● **Task to carry out**
Repeat the lines below word for word, everything from the line containing "Hi there! Could you please locate the player's" down to the line containing "0,202,25,232", both included. Leave the pictures out of your answer.

..............................

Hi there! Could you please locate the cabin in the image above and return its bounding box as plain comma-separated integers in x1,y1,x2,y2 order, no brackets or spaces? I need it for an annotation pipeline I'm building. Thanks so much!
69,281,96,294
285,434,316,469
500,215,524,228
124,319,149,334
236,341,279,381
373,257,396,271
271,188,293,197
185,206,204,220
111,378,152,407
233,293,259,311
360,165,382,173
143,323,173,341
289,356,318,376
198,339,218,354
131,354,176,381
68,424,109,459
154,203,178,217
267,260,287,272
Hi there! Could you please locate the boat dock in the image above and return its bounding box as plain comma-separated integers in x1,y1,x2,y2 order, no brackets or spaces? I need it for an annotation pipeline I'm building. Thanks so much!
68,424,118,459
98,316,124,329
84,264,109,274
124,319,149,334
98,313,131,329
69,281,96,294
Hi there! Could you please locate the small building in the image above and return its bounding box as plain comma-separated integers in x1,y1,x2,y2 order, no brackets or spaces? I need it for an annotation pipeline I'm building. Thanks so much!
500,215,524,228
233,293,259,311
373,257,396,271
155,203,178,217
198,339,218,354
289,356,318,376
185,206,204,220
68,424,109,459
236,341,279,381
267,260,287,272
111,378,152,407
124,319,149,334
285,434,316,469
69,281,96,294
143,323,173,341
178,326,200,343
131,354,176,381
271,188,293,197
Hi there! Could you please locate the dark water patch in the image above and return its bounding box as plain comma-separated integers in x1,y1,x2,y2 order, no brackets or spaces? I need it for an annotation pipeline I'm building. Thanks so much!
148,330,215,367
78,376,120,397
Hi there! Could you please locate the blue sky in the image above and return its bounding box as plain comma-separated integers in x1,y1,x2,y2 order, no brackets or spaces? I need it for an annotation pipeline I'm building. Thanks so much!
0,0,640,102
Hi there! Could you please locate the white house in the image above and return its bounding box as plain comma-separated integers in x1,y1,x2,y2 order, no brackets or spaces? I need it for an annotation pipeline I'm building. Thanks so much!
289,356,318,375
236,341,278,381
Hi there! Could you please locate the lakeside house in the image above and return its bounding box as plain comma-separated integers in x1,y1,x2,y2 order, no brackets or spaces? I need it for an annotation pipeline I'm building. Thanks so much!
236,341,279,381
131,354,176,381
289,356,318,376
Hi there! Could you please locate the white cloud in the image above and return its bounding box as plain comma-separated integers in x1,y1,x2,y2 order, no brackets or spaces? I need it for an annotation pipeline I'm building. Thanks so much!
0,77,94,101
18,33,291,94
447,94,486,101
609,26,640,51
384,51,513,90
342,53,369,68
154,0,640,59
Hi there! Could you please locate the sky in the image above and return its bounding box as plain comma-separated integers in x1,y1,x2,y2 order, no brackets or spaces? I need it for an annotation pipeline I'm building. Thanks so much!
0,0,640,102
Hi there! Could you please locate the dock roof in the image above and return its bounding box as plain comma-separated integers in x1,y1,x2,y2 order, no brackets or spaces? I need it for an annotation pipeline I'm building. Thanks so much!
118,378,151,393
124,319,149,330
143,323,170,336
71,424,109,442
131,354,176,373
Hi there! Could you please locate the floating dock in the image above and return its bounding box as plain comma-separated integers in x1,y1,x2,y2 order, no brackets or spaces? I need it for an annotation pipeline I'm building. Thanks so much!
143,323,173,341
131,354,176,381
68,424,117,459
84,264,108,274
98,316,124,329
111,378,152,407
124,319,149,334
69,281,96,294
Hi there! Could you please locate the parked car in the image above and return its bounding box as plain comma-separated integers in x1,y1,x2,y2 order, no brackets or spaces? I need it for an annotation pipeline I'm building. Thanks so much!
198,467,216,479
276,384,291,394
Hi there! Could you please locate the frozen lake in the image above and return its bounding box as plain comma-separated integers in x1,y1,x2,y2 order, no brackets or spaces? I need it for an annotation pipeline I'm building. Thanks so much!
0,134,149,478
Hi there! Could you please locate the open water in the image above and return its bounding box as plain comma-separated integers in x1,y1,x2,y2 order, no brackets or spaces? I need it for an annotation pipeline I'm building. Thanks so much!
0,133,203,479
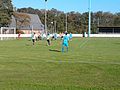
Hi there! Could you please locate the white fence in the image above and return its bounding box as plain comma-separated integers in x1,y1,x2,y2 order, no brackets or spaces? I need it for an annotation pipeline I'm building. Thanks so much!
0,34,120,40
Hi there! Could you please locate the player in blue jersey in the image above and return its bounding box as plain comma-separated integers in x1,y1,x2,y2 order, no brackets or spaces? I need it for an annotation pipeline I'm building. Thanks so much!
62,33,69,52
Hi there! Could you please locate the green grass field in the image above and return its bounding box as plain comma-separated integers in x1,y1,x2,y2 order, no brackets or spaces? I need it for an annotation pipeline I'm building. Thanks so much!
0,38,120,90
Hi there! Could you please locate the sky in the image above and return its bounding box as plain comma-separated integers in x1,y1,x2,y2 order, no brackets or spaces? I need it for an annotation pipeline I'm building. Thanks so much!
12,0,120,13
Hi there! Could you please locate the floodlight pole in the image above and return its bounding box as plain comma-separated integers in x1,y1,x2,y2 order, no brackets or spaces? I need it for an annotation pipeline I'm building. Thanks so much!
66,13,68,32
45,0,47,35
88,0,91,37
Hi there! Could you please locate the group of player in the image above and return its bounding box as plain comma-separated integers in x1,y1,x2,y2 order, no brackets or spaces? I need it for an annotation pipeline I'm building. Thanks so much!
31,32,72,52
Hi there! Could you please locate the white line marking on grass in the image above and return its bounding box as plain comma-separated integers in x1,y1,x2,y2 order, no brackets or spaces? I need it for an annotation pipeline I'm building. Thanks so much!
45,60,120,65
2,60,120,65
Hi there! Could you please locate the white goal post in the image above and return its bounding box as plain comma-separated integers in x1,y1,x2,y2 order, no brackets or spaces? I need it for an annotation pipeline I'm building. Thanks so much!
0,27,16,40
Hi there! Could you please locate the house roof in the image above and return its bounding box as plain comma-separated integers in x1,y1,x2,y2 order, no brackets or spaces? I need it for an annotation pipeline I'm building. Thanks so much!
10,13,44,30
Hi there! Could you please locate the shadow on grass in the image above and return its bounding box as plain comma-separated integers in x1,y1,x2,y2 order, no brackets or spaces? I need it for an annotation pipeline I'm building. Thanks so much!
49,49,61,52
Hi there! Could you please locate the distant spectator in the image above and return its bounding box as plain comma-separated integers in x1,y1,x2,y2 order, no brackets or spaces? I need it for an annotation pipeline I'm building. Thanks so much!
62,33,69,52
32,32,36,45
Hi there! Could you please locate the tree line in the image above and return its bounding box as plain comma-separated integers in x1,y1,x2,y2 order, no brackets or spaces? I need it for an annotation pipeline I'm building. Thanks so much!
17,7,120,33
0,0,120,33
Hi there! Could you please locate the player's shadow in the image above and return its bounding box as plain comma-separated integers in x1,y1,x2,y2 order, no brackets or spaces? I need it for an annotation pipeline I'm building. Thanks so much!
49,49,61,52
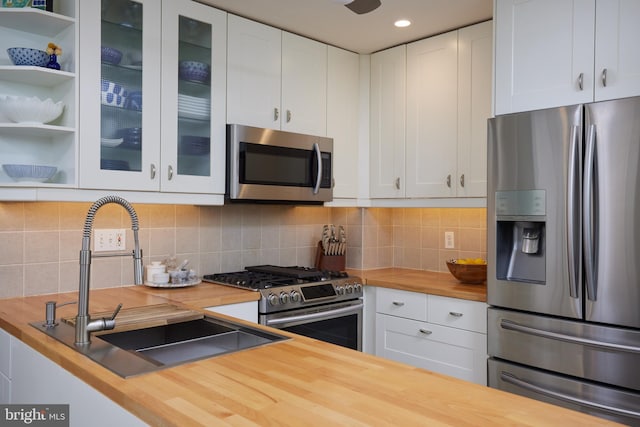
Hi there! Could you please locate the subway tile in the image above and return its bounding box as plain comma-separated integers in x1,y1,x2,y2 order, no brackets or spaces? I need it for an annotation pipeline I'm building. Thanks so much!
24,202,60,231
175,205,200,228
24,230,60,264
24,262,60,296
0,264,24,298
0,202,25,232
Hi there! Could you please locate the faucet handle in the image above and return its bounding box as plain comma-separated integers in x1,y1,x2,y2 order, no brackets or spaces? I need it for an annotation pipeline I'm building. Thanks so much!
42,301,77,328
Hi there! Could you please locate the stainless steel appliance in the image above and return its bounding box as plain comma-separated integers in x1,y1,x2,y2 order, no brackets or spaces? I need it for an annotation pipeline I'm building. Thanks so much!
226,125,333,204
487,98,640,425
203,265,363,351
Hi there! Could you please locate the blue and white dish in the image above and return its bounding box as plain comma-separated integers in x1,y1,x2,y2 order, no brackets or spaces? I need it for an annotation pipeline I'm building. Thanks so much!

..............................

● **Solution**
Hi there! Could you please locate the player's shadow in the image above and return its bounding box as plain comma-separated integers in x1,y1,x2,y2 order, no brackets or spaces? I need it for an annotation pipeline I'm building. Thanks so much!
49,49,61,52
Hi there! Could you please locate the subway tile in the image above and return its bounding box as plain comma-separated integers in x1,y1,x2,y2 order, no brackets or spaces? I need it for an annotation pipeline I'm building. Thanks so much!
24,202,60,231
175,205,200,228
24,230,60,264
24,262,60,296
0,264,24,298
0,202,25,232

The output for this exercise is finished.